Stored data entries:
———

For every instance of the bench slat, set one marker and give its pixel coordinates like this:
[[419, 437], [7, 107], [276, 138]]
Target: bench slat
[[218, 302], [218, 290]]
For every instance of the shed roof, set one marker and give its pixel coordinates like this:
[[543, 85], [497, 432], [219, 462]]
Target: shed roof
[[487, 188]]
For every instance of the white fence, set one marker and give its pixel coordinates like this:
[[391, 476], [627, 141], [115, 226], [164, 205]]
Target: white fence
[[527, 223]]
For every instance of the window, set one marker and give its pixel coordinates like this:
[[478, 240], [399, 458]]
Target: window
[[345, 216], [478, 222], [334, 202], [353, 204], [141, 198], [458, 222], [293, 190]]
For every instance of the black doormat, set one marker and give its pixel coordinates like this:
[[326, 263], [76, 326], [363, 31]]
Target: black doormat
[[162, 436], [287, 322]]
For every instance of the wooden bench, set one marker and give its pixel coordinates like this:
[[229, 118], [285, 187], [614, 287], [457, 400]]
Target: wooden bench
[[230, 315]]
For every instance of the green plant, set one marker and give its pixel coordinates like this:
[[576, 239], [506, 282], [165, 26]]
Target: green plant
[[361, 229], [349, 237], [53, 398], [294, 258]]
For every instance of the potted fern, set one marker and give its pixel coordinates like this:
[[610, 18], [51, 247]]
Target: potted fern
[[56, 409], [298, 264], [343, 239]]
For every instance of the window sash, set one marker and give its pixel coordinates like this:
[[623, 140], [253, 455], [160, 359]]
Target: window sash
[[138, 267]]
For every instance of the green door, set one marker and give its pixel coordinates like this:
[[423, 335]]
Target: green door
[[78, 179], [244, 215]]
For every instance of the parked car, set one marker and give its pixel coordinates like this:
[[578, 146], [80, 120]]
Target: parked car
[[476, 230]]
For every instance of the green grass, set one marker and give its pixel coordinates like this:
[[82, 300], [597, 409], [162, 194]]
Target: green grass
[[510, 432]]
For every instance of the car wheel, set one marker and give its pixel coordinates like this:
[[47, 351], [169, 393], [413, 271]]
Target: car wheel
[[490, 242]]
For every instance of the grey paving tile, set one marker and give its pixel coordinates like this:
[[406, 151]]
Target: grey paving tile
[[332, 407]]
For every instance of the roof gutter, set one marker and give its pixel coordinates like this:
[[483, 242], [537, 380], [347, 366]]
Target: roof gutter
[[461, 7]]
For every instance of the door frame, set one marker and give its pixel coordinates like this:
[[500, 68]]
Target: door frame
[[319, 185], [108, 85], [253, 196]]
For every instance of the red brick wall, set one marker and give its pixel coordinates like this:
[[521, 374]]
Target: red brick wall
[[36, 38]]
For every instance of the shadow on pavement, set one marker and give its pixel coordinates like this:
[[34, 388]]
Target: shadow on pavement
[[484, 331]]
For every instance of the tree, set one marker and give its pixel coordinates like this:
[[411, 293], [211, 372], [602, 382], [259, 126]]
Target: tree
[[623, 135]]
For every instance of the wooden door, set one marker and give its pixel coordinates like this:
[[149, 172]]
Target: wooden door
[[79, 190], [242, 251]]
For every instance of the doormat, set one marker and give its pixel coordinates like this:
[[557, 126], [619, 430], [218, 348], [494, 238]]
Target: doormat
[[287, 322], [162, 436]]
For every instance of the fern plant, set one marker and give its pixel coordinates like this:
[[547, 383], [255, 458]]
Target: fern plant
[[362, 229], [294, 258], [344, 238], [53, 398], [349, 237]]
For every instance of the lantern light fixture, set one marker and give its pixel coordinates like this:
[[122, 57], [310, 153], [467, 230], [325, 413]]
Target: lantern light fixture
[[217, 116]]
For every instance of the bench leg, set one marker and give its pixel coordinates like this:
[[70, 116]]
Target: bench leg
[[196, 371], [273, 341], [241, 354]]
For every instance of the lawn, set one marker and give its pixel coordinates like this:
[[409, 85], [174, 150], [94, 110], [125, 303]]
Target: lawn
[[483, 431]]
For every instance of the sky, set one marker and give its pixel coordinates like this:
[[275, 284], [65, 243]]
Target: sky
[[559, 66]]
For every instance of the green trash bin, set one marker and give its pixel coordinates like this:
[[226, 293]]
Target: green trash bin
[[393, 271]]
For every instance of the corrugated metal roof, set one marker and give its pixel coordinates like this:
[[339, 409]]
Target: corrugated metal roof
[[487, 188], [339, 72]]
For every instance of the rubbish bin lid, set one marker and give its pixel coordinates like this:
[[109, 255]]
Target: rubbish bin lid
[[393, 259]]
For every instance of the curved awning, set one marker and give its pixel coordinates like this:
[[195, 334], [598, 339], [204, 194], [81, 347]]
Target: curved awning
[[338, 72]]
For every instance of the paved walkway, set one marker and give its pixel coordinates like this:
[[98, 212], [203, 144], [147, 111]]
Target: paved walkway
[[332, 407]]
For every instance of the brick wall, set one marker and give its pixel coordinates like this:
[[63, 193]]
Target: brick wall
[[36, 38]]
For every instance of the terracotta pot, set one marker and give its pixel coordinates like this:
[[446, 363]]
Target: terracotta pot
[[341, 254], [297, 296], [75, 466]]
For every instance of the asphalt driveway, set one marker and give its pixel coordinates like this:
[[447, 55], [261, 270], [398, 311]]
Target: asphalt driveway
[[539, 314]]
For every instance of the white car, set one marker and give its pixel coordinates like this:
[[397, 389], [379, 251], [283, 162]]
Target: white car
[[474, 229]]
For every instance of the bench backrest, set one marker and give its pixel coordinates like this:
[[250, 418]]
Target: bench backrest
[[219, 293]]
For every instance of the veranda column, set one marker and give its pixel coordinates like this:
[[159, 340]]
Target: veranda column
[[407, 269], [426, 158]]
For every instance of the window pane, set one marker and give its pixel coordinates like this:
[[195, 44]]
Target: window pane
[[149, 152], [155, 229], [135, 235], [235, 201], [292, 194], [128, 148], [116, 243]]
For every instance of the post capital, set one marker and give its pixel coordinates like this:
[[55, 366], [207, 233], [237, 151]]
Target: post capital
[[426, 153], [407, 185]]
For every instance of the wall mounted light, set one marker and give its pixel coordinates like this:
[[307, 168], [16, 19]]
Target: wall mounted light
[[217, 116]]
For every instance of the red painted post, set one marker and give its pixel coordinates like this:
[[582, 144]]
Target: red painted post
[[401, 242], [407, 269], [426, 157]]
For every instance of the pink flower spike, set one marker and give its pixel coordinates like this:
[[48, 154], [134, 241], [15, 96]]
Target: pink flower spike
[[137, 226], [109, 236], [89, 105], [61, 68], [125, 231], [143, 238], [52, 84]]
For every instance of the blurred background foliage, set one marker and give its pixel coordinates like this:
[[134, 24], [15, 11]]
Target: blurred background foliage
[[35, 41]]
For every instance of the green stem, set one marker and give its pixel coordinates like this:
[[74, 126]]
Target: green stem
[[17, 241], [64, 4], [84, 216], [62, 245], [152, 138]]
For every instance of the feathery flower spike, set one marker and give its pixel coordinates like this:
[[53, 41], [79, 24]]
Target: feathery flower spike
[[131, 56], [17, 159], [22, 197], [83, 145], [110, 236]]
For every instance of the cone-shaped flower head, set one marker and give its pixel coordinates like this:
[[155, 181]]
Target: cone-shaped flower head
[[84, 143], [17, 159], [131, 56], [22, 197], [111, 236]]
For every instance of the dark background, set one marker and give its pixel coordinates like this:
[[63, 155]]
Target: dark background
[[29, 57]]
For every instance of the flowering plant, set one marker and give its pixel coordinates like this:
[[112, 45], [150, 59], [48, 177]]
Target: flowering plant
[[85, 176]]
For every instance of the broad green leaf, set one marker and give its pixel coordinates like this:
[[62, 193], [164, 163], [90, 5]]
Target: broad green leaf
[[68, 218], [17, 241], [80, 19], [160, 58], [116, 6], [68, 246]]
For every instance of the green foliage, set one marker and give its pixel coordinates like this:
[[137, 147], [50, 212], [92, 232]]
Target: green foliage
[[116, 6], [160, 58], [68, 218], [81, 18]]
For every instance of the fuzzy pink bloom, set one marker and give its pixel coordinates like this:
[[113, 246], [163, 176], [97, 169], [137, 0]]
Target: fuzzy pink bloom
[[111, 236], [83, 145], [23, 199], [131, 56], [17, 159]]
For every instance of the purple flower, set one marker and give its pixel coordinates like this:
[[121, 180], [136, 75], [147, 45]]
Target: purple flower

———

To do >>
Copy, character for character, the lines from the line that holds "For every instance of the green stem, set" through the final line of the records above.

Answer to this exercise >>
For every instance of the green stem, set one marker and give its pixel coordinates like this:
[[74, 126]]
Target: green stem
[[17, 241], [64, 4], [84, 216], [62, 245], [152, 138]]
For every instance of the feathery flower spike, set one marker and give its pixel coordinates like this:
[[53, 41], [79, 24]]
Target: feathery flower spike
[[131, 56], [17, 159], [22, 197], [83, 145], [110, 236]]
For every instance of the cone-shaped flower head, set one marker and give its pixel coordinates like this:
[[155, 181]]
Target: cone-shaped flower head
[[84, 143], [17, 159], [131, 56], [22, 197], [111, 236]]
For every instance of the dark background, set one marker and give its pixel coordinates like this:
[[63, 155]]
Target: dark background
[[29, 57]]
For every instance of the flowering plant, set one marker and give its pixel coordinates like this:
[[112, 45], [150, 59], [48, 177]]
Target: flowering plant
[[85, 176]]
For every instance of the broad green leaf, set one marker and give its pixel coordinates like this:
[[62, 193], [164, 163], [90, 5]]
Target: broad green leaf
[[68, 218], [17, 241], [80, 19], [160, 58], [116, 6], [68, 246]]
For every instance of the green foliage, set one marker and give its pixel coordinates like this:
[[137, 147], [50, 212], [92, 232]]
Target: green foliage
[[116, 6], [160, 58], [68, 218], [81, 18]]
For every instance of the fuzzy pink bloom, set one marker and give its pixel coordinates like this:
[[113, 246], [163, 176], [97, 169], [137, 0]]
Target: fuzzy pink bloom
[[111, 236], [83, 145], [23, 199], [131, 56], [17, 159]]
For every instance of the purple flower, set one marker and give its pixel coordinates like this:
[[121, 180], [136, 75], [147, 45]]
Target: purple flower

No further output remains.